● Directions
A. According to the solution to Question 1 in the practice test, what condition must be met to form a triangle?
B. Retype the practice test from "Hence P(Triangle is" to "in alphabetical order?".

● Text shown
====

Free Objective Test 02 Practice Test - 11th and 12th

Question 1

A set of integers is given as (3,6,8,14,17). What is the probability that a triangle can be constructed.?

\frac{3}{5}

\frac{3}{10}

\frac{1}{10}

\frac{5}{10}

SOLUTION

Solution : B

Any 3 points can be selected in $^{5} C_{3}$ i.e 10 ways.

For forming a triangle sum of two sides should be greater than the $3^{r d}$ side.

Hence following set of integers can be selected

(3,6,8)

(6,8,17)

(8,14,17)

Hence P(Triangle is formed)= $\frac{3}{10}$

Question 2

Letters of the word "EDUCATION" is arranged. What is the probability that vowels and consonants are in alphabetical order?

====

[Saved entries]
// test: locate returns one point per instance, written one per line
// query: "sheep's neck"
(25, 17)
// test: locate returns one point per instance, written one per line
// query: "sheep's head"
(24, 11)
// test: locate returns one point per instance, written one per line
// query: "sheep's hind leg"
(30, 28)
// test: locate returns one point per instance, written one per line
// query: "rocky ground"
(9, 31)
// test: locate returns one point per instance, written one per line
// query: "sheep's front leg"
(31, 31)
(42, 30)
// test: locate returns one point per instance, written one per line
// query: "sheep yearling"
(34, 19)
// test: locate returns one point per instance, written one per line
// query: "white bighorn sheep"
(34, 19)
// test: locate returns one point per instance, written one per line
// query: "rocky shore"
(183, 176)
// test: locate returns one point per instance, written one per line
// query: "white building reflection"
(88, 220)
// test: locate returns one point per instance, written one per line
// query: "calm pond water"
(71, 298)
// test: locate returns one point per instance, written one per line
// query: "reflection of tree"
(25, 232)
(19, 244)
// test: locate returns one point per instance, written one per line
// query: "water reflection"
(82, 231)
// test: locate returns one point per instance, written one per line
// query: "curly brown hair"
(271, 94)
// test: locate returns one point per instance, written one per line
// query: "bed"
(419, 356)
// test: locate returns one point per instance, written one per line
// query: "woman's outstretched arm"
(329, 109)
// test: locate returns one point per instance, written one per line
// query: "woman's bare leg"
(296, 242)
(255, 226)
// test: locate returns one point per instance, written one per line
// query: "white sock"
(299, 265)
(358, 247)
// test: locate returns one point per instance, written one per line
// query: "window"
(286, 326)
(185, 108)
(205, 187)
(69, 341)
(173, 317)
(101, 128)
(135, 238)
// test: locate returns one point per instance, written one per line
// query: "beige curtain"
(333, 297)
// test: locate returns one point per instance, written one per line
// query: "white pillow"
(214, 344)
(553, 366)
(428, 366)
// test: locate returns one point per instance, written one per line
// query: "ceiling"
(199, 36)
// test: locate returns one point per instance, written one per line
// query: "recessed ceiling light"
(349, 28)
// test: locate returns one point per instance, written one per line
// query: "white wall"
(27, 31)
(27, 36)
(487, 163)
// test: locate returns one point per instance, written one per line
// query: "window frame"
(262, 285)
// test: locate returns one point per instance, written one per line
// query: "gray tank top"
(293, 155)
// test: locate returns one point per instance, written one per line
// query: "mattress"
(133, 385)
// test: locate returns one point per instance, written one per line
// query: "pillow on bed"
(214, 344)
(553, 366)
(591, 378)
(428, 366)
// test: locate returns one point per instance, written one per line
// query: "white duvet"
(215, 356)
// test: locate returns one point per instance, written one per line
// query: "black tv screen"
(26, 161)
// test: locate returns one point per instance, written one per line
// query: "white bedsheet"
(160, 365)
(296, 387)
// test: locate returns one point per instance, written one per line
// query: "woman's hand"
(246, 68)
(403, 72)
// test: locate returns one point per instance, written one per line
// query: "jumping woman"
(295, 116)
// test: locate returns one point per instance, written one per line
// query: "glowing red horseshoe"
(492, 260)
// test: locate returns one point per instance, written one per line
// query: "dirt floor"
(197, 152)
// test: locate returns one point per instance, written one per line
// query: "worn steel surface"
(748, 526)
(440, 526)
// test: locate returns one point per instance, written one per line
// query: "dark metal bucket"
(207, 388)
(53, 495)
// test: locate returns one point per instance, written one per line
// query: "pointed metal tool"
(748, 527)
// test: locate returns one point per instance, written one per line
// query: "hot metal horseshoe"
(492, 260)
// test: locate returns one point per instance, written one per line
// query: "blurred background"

====

● Solutions for each task
A. The sum of two sides should be greater than the third side.

B.
Hence P(Triangle is formed)= $\frac{3}{10}$

Question 2

Letters of the word "EDUCATION" is arranged. What is the probability that vowels and consonants are in alphabetical order?